__Passage provided__.
Some of the more traditional, conservative elements within the Army might not be so ready to embrace such a radical change, however.

The all-male caisson horses of the 3rd Infantry Regiment, or "The Old Guard," long entrusted with the solemn honor of bearing the caskets of fallen warriors and deceased U.S. presidents, have drawn fire for refusing to allow female or openly LGBT horses within its ranks, and the regiment's command team is unapologetic about that fact.


----------



## aeron (Apr 1, 2017)

Ray said:


> Yes, I should have mentioned that I was referring to Janet Mock although the line between "educator" and "activist" is often blurred. As to bathrooms, they are built "plumbing specific" so I really can't see the problem - it is a body function, not a social statement.
> 
> And "forced to live a life" goes far beyond the "which toilet" to issue. Now, it may be a sacrifice (I have no way of knowing) but compared to turning those randy 16 year old boys loose in the girls showers, it is a small sacrifice to ask.


If the physical "boys" are prospective transgender young people or are homosexual being "let loose" as you so quaintly put it in the female showers would be as significant as letting boys "loose" in boys showers or girls "loose" in girls showers.

__What to do__.
1) List every word or phrase that Ray's quoted post in the forum excerpt puts inside quotation marks.
2) Decide whether each statement agrees with the forum excerpt, and answer yes or no, quoting the words that settle it. (a) The caisson horses of the 3rd Infantry Regiment are all male. (b) The regiment's command team has apologized for its policy on the horses. (c) Ray describes using the bathroom as a body function rather than a social statement.
3) Carry the forum excerpt forward, starting after its final sentence.

__Available data__.
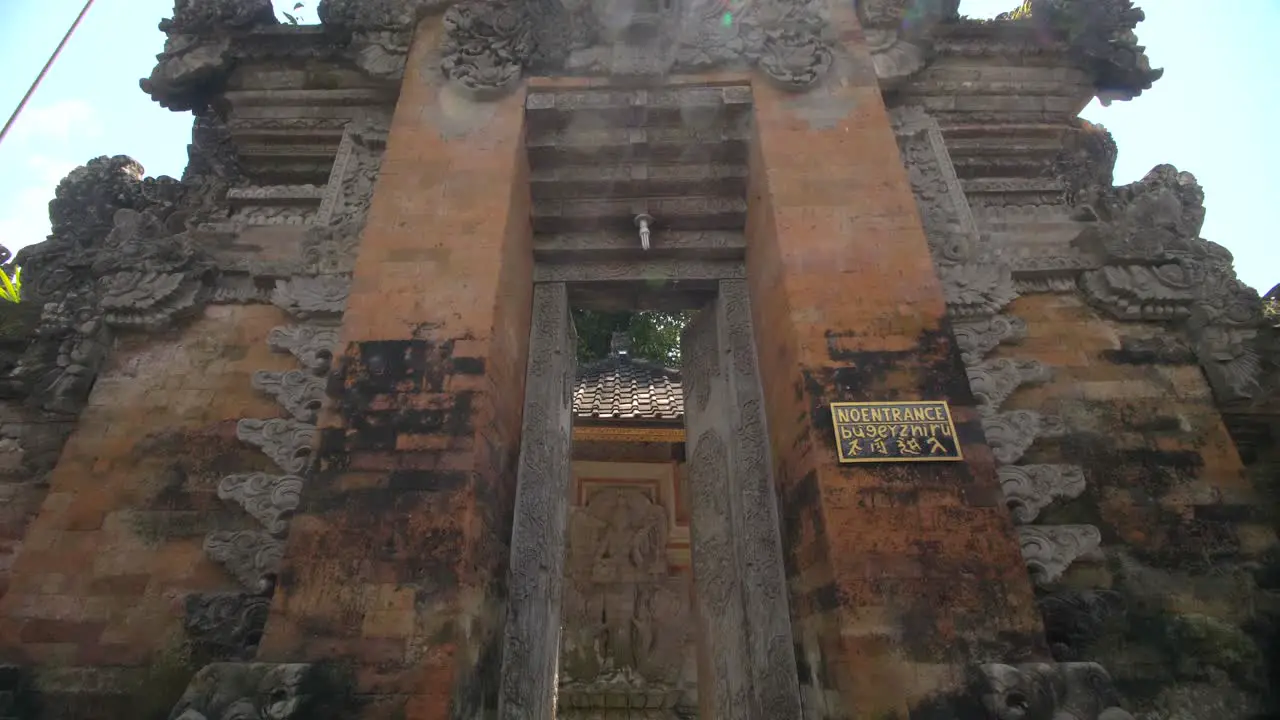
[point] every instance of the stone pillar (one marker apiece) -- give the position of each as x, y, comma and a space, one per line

__Solved problems__.
1) "educator", "activist", "plumbing specific", "forced to live a life", "which toilet"

2)
(a) Yes: "The all-male caisson horses of the 3rd Infantry Regiment"
(b) No: "the regiment's command team is unapologetic about that fact"
(c) Yes: "it is a body function, not a social statement."

3)
----------



## tnthomas (Apr 1, 2017)

How did "Learning About Transgender People" degenerate into the thoroughly farcical debate over public restroom usage???


----------



## aeron (Apr 2, 2017)

tnthomas said:


> How did "Learning About Transgender People" degenerate into the thoroughly farcical debate over public restroom usage???


Because it's where the issue rises above the surface for people who are transgender having to deal with public perception and strictly defined gender facilities.  Best would be to adopt the growing trend over here and have unisex facilities.  Issue solved.


----------



## Debby (Apr 2, 2017)

rt3 said:


> Yes they are different "physiologically"
> 
> Up until a few years ago, males who "wanted to wear dresses" or at least if it got to the medical side were treated with chorionic gonadatropin to make their testes come down.
> 
> ...



Hmmm, not sure what you are trying to say?


----------



## Debby (Apr 2, 2017)

Ray said:


> Yes, I should have mentioned that I was referring to Janet Mock although the line between "educator" and "activist" is often blurred. As to bathrooms, they are built "plumbing specific" so I really can't see the problem - it is a body function, not a social statement.
> 
> And "forced to live a life" goes far beyond the "which toilet" to issue. Now, it may be a sacrifice (I have no way of knowing) but compared to turning those randy 16 year old boys loose in the girls showers, it is a small sacrifice to ask.



But what if they are 'not randy boys' but are actually 'randy girls stuck in the wrong body'?

I just had a thought that human sexuality and identity are maybe more a matter of 'degrees'.  Like what do you do then with children who are born with parts of both reproductive organs.  It's called ambiguous genitalia.  If the physical organs can be 'confused', why not the mental identity that the children grow up with, i.e. being inappropriate to the physical exterior?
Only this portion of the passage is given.